POJ——T 2406 Power Strings

http://poj.org/problem?id=2406

Time Limit: 3000MS		Memory Limit: 65536K
Total Submissions: 50627		Accepted: 21118

Description

Given two strings a and b we define a*b to be their concatenation. For example, if a = "abc" and b = "def" then a*b = "abcdef". If we think of concatenation as multiplication, exponentiation by a non-negative integer is defined in the normal way: a^0 = "" (the empty string) and a^(n+1) = a*(a^n).

Input

Each test case is a line of input representing s, a string of printable characters. The length of s will be at least 1 and will not exceed 1 million characters. A line containing a period follows the last test case.

Output

For each s you should print the largest n such that s = a^n for some string a.

Sample Input

abcd
aaaa
ababab
.

Sample Output

1
4
3

Hint

This problem has huge input, use scanf instead of cin to avoid time limit exceed.

Source

Waterloo local 2002.07.01

 

求最短循环节出现次数

#include <algorithm>
#include <cstring>
#include <cstdio>

using namespace std;

const int N(2333333);
int ans,len,p[N];
char s[N];

inline void Get_next()
{
    for(int i=2,j=0;i<=len;i++)
    {
        for(;s[i]!=s[j+1]&&j>0;) j=p[j];
        if(s[i]==s[j+1]) j++;
        p[i]=j;
    }
}

int main()
{
    for(scanf("%s",s+1);s[1]!='.';scanf("%s",s+1))
    {
        memset(p,0,sizeof(p));
        len=strlen(s+1);
        Get_next();
        int tmp=len-p[len];
        if(len%tmp) puts("1");
        else printf("%d
",len/tmp);
    }
    return 0;
}

* [Task objective]:
Restate the Power Strings problem from "Description" to "a^(n+1) = a*(a^n).", swapping "concatenation" for "joining".

* [Available data]:
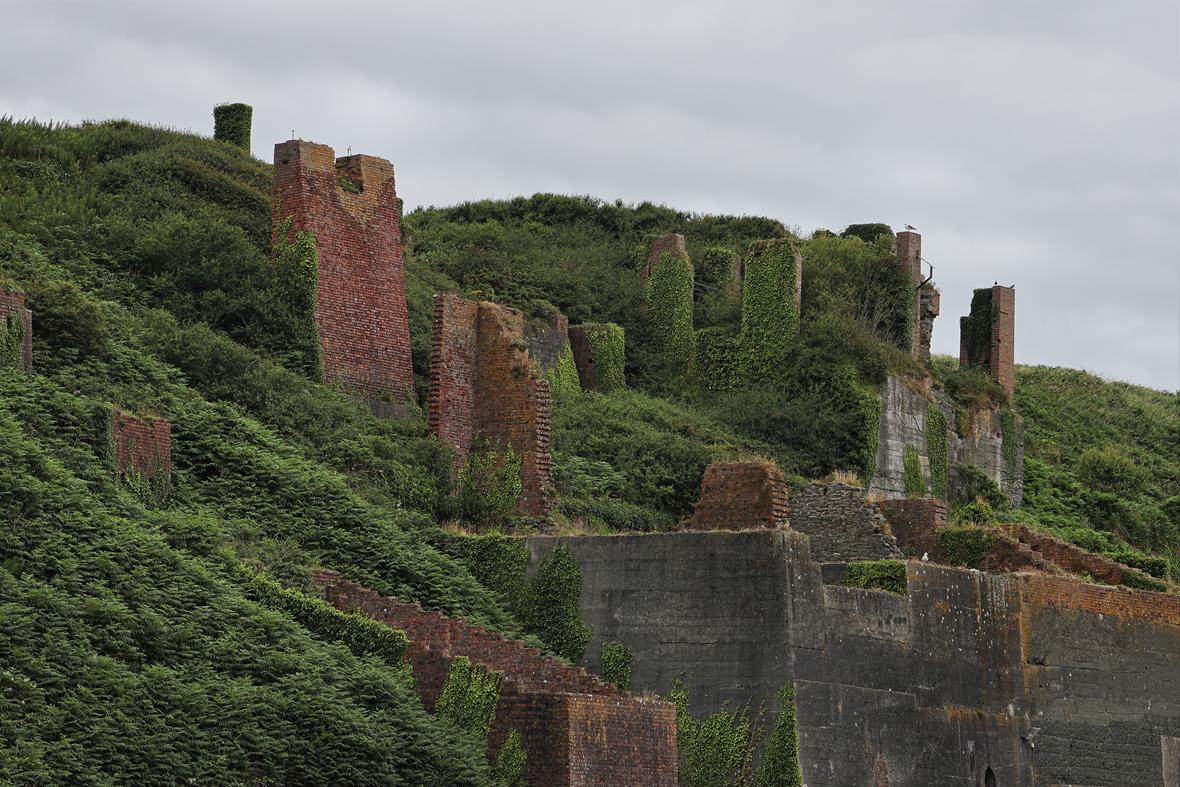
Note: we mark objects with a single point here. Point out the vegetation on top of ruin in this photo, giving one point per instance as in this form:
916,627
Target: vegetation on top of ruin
144,254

* [Solution to this exercise]:
Description

Given two strings a and b we define a*b to be their joining. For example, if a = "abc" and b = "def" then a*b = "abcdef". If we think of joining as multiplication, exponentiation by a non-negative integer is defined in the normal way: a^0 = "" (the empty string) and a^(n+1) = a*(a^n).